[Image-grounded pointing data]

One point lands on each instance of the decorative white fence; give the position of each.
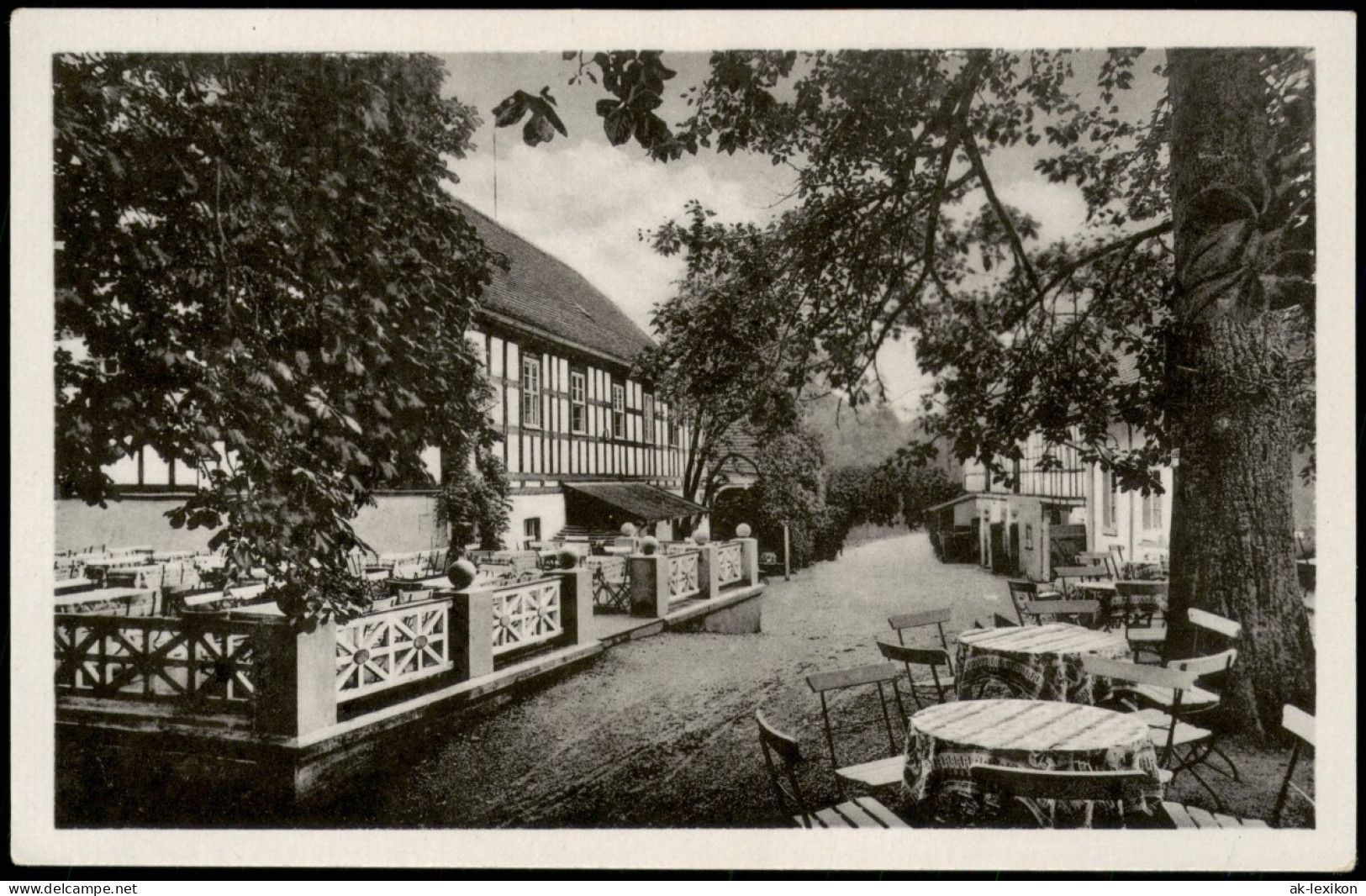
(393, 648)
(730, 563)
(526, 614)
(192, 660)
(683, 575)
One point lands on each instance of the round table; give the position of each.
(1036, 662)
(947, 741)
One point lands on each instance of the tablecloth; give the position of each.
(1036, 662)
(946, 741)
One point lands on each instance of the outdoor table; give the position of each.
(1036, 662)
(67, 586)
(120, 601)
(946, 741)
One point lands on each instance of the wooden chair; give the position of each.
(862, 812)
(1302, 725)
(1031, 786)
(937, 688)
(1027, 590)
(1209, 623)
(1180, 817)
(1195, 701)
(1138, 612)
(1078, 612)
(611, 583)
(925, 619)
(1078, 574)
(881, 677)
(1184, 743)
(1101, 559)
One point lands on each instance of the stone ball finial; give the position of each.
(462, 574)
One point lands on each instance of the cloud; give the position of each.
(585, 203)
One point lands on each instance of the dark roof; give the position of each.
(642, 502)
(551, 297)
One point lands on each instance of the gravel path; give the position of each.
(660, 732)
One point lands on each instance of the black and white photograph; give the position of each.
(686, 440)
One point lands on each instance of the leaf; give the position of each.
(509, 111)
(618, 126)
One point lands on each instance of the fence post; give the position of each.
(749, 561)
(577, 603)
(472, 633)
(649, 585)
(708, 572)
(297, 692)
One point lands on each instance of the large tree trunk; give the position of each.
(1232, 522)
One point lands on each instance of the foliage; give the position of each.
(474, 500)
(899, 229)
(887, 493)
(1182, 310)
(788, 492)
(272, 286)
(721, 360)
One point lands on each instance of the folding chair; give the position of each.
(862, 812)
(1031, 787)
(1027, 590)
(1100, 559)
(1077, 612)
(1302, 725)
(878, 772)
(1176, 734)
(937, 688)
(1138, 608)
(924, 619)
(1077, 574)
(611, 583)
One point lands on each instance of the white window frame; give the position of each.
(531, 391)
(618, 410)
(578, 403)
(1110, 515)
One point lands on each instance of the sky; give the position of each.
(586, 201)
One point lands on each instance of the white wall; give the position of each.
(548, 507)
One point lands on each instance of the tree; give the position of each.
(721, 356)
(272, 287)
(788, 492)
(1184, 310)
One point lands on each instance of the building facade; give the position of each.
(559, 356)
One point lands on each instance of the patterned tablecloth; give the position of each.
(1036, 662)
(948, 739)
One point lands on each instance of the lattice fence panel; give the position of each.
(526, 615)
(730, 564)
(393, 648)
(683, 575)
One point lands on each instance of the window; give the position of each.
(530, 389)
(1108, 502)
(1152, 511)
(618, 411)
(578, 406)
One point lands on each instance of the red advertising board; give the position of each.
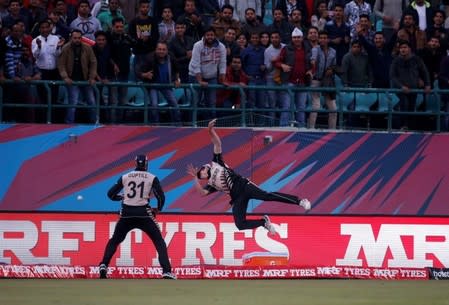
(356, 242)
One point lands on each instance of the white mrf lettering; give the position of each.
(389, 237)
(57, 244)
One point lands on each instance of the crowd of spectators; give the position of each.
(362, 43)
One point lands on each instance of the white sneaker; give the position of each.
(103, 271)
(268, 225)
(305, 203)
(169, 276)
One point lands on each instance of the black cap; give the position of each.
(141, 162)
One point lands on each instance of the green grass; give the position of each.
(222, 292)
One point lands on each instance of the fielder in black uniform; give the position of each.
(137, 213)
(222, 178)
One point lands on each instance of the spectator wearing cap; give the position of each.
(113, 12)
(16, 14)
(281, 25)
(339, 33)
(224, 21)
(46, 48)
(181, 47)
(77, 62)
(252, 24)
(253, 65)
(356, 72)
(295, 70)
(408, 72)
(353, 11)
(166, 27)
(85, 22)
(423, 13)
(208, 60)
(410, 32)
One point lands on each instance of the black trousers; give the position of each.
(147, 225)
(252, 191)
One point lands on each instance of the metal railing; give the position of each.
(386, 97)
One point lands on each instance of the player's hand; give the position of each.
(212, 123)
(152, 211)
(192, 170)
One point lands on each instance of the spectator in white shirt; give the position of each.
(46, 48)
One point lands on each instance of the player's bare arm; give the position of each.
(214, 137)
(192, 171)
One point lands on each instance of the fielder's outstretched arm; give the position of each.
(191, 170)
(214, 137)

Goal of the exercise
The records above are to be transcribed exactly, with every picture left out.

Exercise output
One point lands on each instance of the decorative white fence; give the position of each.
(393, 648)
(730, 563)
(526, 614)
(192, 660)
(683, 575)
One point lands on each instance of the round table; give the position of each.
(1036, 662)
(947, 741)
One point lands on each instance of the tablecloth; give the position of each.
(1036, 662)
(946, 741)
One point lands on each instance of the outdoor table; give the position of each.
(1036, 662)
(67, 586)
(120, 601)
(946, 741)
One point lands on each instance of the wooden chair; give the position of each.
(862, 812)
(1302, 725)
(1031, 786)
(937, 688)
(1027, 590)
(1209, 623)
(1180, 817)
(1195, 701)
(1138, 612)
(1078, 612)
(611, 583)
(925, 619)
(1078, 574)
(881, 677)
(1184, 743)
(1101, 559)
One point lands on each instance of the stone ball finial; give the position of each.
(462, 574)
One point lands on each instance of the cloud; give the position of each.
(585, 203)
One point lands on each instance of the dark roof; give the position of each.
(642, 502)
(551, 297)
One point lands on each instance of the gravel path; give the position of each.
(660, 732)
One point lands on each instance of the black and white photograph; give the position of each.
(686, 440)
One point lands on each instance of the leaf; give the position of each.
(509, 111)
(618, 126)
One point lands on each instance of the fence post; give the position of each.
(749, 561)
(577, 603)
(472, 633)
(649, 585)
(708, 572)
(297, 692)
One point lands on each instance of the large tree trunk; give the position of each.
(1232, 522)
One point lands on each instance of the foliage; give the position of each.
(474, 500)
(899, 229)
(887, 493)
(1182, 310)
(788, 492)
(272, 286)
(721, 360)
One point lands on each instance of the folding chair; give the position of each.
(862, 812)
(1031, 787)
(1027, 590)
(1100, 559)
(1077, 612)
(1302, 725)
(878, 772)
(1176, 734)
(937, 688)
(1138, 608)
(924, 619)
(1077, 574)
(611, 583)
One point lands on each instance of the white window frame; give the position of each.
(531, 391)
(618, 410)
(578, 403)
(1110, 515)
One point lands on each instance of the sky; give the position of each.
(586, 201)
One point lands on each instance of the white wall; give the position of each.
(548, 507)
One point lands on each instance of the tree; give the position of each.
(721, 356)
(272, 287)
(788, 492)
(1184, 310)
One point lands on each instance of the building facade; give the position of each.
(559, 356)
One point lands on each instance of the patterned tablecloth; give the position of each.
(1036, 662)
(948, 739)
One point lands on each instance of the lattice fence panel; give the position of each.
(526, 615)
(730, 564)
(393, 648)
(683, 575)
One point lands on each instance of the window; give the position of each.
(530, 389)
(1108, 502)
(1152, 511)
(618, 411)
(578, 406)
One point lands on each instance of the red advertising board; give the position of each.
(356, 242)
One point lands on each instance of the white mrf lettering; give the position of each.
(389, 237)
(57, 244)
One point lands on each instance of the crowd of spectators; give the position of each.
(362, 43)
One point lands on each instance of the white sneaker; give the position of each.
(103, 271)
(268, 225)
(305, 203)
(169, 276)
One point lands on each instance of the black cap; give the position of each.
(141, 162)
One point lands on each instance of the green grass; give the position of each.
(222, 292)
One point lands on each instance of the fielder in black uniform; give the position of each.
(137, 213)
(222, 178)
One point lands on each instance of the spectator wearing cap; give the position of each.
(113, 12)
(16, 14)
(281, 25)
(339, 33)
(224, 21)
(46, 48)
(181, 47)
(77, 62)
(252, 24)
(253, 65)
(356, 72)
(295, 70)
(408, 72)
(353, 11)
(166, 27)
(85, 22)
(423, 13)
(208, 60)
(410, 32)
One point lands on each instance of the black trousers; give the position of each.
(147, 225)
(252, 191)
One point lands on each instance of the metal railing; give the position of each.
(386, 97)
One point lands on each instance of the player's hand; give the position of each.
(212, 123)
(152, 211)
(192, 170)
One point lands on each instance of the spectator in white shirt; give the position of each.
(46, 48)
One point lands on each instance of the player's bare arm; give the position of each.
(214, 137)
(192, 171)
One point lands on each instance of the fielder's outstretched arm; give the position of each.
(191, 170)
(214, 137)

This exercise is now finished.